(Object pointing dataset rows)
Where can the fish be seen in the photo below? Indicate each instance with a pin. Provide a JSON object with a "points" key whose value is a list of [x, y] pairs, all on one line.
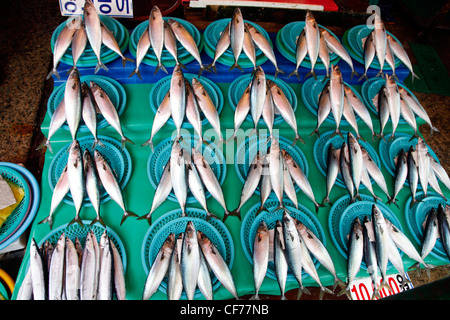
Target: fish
{"points": [[370, 256], [312, 35], [264, 45], [57, 120], [300, 53], [355, 254], [94, 32], [318, 249], [279, 259], [56, 270], [108, 111], [368, 53], [111, 184], [72, 271], [323, 108], [222, 45], [178, 175], [161, 193], [62, 43], [300, 179], [251, 182], [156, 34], [159, 267], [237, 33], [260, 257], [77, 185], [38, 272], [59, 192], [286, 110], [210, 180], [177, 98], [293, 250], [162, 115], [88, 270], [337, 96], [257, 95], [174, 277], [332, 171], [217, 263], [92, 185], [207, 106], [142, 48], [188, 42], [190, 260], [73, 102]]}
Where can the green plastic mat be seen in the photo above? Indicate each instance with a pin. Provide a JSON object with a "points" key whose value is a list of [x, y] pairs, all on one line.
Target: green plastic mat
{"points": [[137, 120]]}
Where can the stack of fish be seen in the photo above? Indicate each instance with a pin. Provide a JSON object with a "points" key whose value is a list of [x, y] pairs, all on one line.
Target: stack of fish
{"points": [[82, 102], [187, 172], [382, 45], [162, 34], [66, 271], [317, 43], [243, 37], [377, 241], [275, 170], [77, 33], [264, 98], [417, 165], [187, 261], [437, 225], [356, 167], [81, 175], [185, 101], [393, 101], [339, 99]]}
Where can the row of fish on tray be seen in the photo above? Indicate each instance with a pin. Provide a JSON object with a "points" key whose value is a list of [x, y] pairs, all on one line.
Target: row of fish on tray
{"points": [[67, 271]]}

> [WHAT TO PRODUCE]: Copy out every item above word for word, leaving out the pictures.

> [TASK ANSWER]:
Where can the fish be seen in the photo below? Indicate each instance with a pin. Provide a JSON object with a "points" key whose value is a list of [x, y] pairs, all on one line.
Target: fish
{"points": [[370, 256], [312, 35], [264, 45], [57, 120], [300, 53], [355, 254], [94, 32], [318, 249], [279, 259], [56, 270], [108, 111], [368, 53], [111, 184], [72, 271], [323, 108], [222, 45], [178, 175], [161, 193], [62, 43], [300, 179], [251, 182], [156, 34], [159, 267], [237, 33], [260, 257], [77, 185], [38, 272], [59, 192], [286, 110], [210, 180], [177, 98], [293, 250], [162, 115], [88, 270], [337, 96], [257, 95], [174, 277], [332, 171], [217, 263], [92, 185], [207, 106], [142, 48], [188, 42], [190, 260], [73, 102]]}
Where can the green plastic mat be seen in the photo above? Indicate each instance with a pin. Provide a JSON object with a "points" key whose value is a list of [x, y] pairs, all on one line.
Target: green plastic mat
{"points": [[137, 120]]}
Where can the stack of fish be seen in the photo above? Indicate each instance with a pin. Provide a JSON object with a "points" key whose value is a list of [x, y] pairs, all on one line.
Target: stack of fish
{"points": [[82, 102], [187, 172], [382, 45], [162, 34], [66, 271], [317, 43], [243, 37], [377, 241], [275, 170], [77, 33], [264, 98], [417, 165], [187, 261], [437, 225], [356, 167], [81, 175], [185, 101], [393, 101], [339, 99]]}
Where can the row of fish on tray be seen in the photo above? Indicate each instance with a pin. Provide a JSON object with a "points" key whose value is a list of [x, y] pairs, all on one line.
Target: row of fish on tray
{"points": [[67, 271]]}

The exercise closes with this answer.